• **Task requirements**
A: From the article on the District 28 Assembly race, quote the passage between "The Salinas Californian,May" and "for state Senate.", inclusive.
B: Using the article on the District 28 Assembly race, answer these:
(i) On what date is the primary for the Democratic nomination?
(ii) Where did Alejo hold his noon press conference?
(iii) How many traffic citations does the new ad say Alejo received, and over what span of years?
C: According to the article on the District 28 Assembly race, why are Alejo and Barnes competing to succeed Assemblywoman Anna Caballero?

Start of Text block

In the News

'Mud slinging' ad turns up volume on Assembly race between Alejo, Barnes campaigns

Monday May 24, 2010
By The Salinas Californian

The Salinas Californian,May 22, 2010

'Mud slinging' ad turns up volume on Assembly race between Alejo, Barnes campaigns



Talk of traffic tickets, late taxes and tobacco money took over the District 28 Assembly campaign debate Friday between Watsonville Mayor Luis Alejo and Salinas City Councilwoman Janet Barnes.

The two will compete in the June 8 primary for the Democratic nomination to succeed Assemblywoman Anna Caballero, D-Salinas, who is running for state Senate.

The day began with television stations airing a new ad that targets Alejo for nine traffic citations he's received in the last 20 years and for his handling of property tax bills. Alejo called a noon press conference at Tarpy's Roadhouse in Monterey to respond.

End of Text block
Start of Entries shown

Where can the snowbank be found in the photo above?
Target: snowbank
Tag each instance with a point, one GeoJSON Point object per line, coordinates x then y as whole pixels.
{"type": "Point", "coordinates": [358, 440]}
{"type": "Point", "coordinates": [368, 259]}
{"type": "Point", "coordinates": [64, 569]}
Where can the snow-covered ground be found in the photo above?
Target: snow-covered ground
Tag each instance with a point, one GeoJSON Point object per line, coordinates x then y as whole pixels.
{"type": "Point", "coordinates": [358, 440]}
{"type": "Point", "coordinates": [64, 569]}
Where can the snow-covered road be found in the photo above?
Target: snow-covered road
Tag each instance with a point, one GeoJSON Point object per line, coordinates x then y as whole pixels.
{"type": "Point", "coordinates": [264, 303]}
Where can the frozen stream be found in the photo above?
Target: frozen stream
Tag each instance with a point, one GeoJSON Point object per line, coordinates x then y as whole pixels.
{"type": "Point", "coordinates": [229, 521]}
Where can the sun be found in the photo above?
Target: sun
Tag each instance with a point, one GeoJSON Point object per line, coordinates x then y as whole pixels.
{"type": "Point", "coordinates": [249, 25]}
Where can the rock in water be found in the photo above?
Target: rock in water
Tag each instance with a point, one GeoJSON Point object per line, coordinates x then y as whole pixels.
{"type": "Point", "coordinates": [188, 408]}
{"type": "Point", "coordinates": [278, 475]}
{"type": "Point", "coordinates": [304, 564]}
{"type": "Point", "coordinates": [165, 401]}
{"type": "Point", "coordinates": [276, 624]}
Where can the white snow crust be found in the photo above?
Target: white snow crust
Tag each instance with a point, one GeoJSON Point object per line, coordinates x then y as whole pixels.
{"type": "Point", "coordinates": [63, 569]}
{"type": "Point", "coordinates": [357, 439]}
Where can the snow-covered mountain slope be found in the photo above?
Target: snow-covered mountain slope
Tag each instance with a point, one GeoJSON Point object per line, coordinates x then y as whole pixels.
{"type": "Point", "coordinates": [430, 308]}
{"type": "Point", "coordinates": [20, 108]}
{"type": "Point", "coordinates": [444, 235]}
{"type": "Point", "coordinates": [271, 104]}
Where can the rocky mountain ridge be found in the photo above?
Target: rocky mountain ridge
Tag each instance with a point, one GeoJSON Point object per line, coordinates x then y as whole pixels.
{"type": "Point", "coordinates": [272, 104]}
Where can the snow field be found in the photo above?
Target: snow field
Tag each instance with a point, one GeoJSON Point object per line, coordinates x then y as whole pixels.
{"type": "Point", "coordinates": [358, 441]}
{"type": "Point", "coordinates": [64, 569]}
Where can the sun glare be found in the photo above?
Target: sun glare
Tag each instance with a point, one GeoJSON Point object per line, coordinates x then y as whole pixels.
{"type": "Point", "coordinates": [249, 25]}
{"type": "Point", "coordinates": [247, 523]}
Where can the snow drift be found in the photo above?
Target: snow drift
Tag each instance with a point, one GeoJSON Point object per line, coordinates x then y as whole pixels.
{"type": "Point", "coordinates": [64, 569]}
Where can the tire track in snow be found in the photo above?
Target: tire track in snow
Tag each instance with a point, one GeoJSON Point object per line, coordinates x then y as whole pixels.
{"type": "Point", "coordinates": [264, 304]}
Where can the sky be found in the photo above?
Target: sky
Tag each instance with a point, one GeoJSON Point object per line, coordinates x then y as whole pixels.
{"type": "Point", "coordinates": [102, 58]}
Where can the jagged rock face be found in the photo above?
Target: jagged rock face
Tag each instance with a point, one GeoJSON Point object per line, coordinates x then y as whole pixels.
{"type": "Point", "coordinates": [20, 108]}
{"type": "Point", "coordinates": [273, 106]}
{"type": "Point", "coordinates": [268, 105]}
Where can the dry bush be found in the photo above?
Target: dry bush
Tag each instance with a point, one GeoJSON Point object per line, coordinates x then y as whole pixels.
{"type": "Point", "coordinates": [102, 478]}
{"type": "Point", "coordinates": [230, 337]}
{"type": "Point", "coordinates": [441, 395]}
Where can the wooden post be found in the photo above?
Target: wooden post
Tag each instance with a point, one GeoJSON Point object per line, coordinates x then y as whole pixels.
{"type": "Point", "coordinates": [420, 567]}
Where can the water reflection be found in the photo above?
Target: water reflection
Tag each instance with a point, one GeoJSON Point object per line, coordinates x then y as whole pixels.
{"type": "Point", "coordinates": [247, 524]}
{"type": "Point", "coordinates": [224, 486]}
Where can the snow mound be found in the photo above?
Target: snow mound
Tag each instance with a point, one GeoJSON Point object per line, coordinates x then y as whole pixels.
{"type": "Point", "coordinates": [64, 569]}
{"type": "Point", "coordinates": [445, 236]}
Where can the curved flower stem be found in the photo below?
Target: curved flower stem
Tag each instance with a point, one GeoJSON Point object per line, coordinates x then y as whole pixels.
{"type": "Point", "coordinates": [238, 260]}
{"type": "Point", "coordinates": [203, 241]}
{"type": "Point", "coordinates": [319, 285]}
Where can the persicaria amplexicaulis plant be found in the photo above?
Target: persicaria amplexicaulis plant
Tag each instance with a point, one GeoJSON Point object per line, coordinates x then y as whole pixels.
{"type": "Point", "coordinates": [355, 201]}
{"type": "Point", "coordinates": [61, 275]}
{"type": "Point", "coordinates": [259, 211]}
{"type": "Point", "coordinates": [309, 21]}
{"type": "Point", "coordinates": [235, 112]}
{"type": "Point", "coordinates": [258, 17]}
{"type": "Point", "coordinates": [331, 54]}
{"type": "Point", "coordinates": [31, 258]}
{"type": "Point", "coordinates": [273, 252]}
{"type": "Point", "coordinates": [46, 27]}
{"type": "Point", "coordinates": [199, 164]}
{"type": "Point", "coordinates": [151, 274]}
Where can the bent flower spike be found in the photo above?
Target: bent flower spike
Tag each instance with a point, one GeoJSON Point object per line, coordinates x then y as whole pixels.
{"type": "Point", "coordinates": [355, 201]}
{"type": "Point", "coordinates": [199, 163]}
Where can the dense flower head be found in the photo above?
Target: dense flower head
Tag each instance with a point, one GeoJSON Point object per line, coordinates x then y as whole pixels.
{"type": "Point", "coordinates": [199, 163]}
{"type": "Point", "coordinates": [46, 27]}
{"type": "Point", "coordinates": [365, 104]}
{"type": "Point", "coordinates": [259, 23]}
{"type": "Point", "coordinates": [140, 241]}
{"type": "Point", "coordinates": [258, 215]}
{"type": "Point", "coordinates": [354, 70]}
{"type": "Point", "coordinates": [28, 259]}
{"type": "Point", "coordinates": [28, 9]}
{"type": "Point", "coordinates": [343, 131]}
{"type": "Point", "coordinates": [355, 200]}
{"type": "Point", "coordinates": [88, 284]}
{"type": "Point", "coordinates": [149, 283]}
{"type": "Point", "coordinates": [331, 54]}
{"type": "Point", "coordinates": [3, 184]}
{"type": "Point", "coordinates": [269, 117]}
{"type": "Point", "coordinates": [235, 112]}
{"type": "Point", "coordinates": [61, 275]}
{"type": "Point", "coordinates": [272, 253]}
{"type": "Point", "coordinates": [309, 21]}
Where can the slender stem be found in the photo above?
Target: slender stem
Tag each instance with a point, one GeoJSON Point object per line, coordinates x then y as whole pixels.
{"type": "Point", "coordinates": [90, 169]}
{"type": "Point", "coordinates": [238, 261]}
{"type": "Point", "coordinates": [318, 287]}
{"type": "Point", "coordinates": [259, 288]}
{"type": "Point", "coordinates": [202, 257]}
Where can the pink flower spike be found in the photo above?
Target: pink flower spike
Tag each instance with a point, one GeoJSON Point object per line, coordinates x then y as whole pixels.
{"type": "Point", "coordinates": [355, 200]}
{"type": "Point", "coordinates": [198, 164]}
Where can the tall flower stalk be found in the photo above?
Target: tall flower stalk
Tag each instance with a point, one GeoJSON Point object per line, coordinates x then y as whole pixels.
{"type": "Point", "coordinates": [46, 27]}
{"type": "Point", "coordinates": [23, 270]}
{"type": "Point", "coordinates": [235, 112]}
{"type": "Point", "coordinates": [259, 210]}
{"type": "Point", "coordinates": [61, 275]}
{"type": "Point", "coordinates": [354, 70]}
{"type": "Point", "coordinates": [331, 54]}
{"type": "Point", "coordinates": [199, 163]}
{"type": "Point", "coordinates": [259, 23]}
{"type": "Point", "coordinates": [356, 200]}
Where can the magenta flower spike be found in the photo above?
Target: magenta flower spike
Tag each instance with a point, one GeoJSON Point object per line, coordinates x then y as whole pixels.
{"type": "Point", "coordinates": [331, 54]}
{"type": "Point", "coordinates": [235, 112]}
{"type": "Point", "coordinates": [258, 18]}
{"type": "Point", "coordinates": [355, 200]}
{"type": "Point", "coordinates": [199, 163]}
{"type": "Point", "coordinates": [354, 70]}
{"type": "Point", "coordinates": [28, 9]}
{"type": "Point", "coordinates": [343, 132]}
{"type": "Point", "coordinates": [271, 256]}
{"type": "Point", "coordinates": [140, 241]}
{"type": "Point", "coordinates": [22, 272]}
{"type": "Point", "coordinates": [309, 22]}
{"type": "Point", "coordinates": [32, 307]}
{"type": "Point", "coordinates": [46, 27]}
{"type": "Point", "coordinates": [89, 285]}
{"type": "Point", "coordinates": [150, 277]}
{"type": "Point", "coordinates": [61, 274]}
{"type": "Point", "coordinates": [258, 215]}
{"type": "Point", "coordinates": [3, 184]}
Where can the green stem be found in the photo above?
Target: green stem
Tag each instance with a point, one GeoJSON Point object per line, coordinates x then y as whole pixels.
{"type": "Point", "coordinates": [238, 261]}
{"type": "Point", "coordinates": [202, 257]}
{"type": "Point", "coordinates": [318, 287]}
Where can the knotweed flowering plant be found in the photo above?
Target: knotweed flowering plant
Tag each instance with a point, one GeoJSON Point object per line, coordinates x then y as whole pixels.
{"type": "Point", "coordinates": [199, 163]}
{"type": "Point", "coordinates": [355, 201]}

End of Entries shown

• **Solutions in order**
A:
The Salinas Californian,May 22, 2010

'Mud slinging' ad turns up volume on Assembly race between Alejo, Barnes campaigns



Talk of traffic tickets, late taxes and tobacco money took over the District 28 Assembly campaign debate Friday between Watsonville Mayor Luis Alejo and Salinas City Councilwoman Janet Barnes.

The two will compete in the June 8 primary for the Democratic nomination to succeed Assemblywoman Anna Caballero, D-Salinas, who is running for state Senate.

B:
(i) June 8.
(ii) At Tarpy's Roadhouse in Monterey.
(iii) Nine citations over the last 20 years.

C: Caballero, D-Salinas, is running for state Senate. That leaves her Assembly seat open, so Alejo and Barnes are competing in the June 8 primary for the Democratic nomination to succeed her.